=== SHORT EXERCISE ===
Return, word for word, the lines of the listing below from the line with "Q: Where is the bird's wing" to the line with "[229,149,383,159]", including both of those lines.

=== DATASET CONTENT ===
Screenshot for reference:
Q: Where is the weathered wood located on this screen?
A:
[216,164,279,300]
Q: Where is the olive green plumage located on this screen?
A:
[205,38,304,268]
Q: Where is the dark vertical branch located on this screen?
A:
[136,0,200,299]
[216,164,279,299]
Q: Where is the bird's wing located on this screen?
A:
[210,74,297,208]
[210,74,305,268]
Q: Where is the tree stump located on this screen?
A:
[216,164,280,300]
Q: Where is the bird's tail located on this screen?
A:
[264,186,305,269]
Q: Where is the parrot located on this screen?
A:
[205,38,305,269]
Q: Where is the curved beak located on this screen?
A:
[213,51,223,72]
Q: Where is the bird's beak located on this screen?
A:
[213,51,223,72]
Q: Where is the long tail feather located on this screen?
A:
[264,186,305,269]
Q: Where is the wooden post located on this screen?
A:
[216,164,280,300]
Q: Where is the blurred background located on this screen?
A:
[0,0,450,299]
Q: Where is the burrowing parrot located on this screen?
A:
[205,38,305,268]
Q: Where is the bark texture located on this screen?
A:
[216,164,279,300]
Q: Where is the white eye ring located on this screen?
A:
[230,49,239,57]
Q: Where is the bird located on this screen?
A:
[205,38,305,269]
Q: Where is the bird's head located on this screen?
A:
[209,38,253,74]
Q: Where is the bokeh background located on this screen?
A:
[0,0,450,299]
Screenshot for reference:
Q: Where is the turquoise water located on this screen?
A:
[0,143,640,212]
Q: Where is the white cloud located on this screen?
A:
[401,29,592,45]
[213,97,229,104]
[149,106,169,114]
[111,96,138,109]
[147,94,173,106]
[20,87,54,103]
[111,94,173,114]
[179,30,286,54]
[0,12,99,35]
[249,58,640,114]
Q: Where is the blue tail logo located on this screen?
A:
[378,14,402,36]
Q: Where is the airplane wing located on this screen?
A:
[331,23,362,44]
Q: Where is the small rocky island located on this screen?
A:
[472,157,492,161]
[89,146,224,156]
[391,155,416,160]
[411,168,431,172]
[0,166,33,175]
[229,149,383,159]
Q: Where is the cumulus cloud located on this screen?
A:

=== EXERCISE RESULT ===
Q: Where is the bird's wing located on this screen?
A:
[210,74,297,208]
[210,74,305,268]
Q: Where is the tree stump located on this screen?
A:
[216,164,280,300]
Q: Where is the bird's tail located on this screen?
A:
[264,186,305,269]
Q: Where is the parrot located on this screen?
A:
[205,38,305,269]
Q: Where is the curved beak located on this screen?
A:
[213,51,223,72]
Q: Where is the bird's beak located on this screen?
A:
[213,51,223,72]
Q: Where is the long tail feather located on this screen?
A:
[264,186,305,269]
Q: Where is the wooden post located on this screen?
A:
[216,164,280,300]
Q: Where is the blurred background located on this screen?
A:
[0,0,450,299]
Q: Where is the burrowing parrot located on this screen?
A:
[205,38,305,268]
Q: Where is the bark texture located on this screen?
A:
[216,164,279,300]
Q: Where is the white eye ring located on this screen?
A:
[230,49,239,57]
Q: Where is the bird located on this screen?
A:
[205,38,305,269]
Q: Where is the bird's head located on this screen?
A:
[209,38,253,74]
Q: Where is the bokeh background located on this screen?
A:
[0,0,450,299]
Screenshot for reference:
Q: Where is the turquoise water located on this screen?
A:
[0,143,640,212]
Q: Where is the white cloud located on this screen?
A:
[401,29,592,45]
[213,97,229,104]
[149,106,169,114]
[111,96,138,109]
[147,94,173,106]
[20,87,54,103]
[111,94,173,114]
[179,30,286,54]
[0,12,99,35]
[249,58,640,114]
Q: Where is the blue tail logo located on this screen?
A:
[378,14,402,36]
Q: Where is the airplane wing located on this screen?
A:
[331,23,362,44]
Q: Where is the small rocky island located on this screen?
A:
[472,157,492,161]
[89,146,224,156]
[391,155,416,160]
[411,168,431,172]
[0,166,33,175]
[229,149,383,159]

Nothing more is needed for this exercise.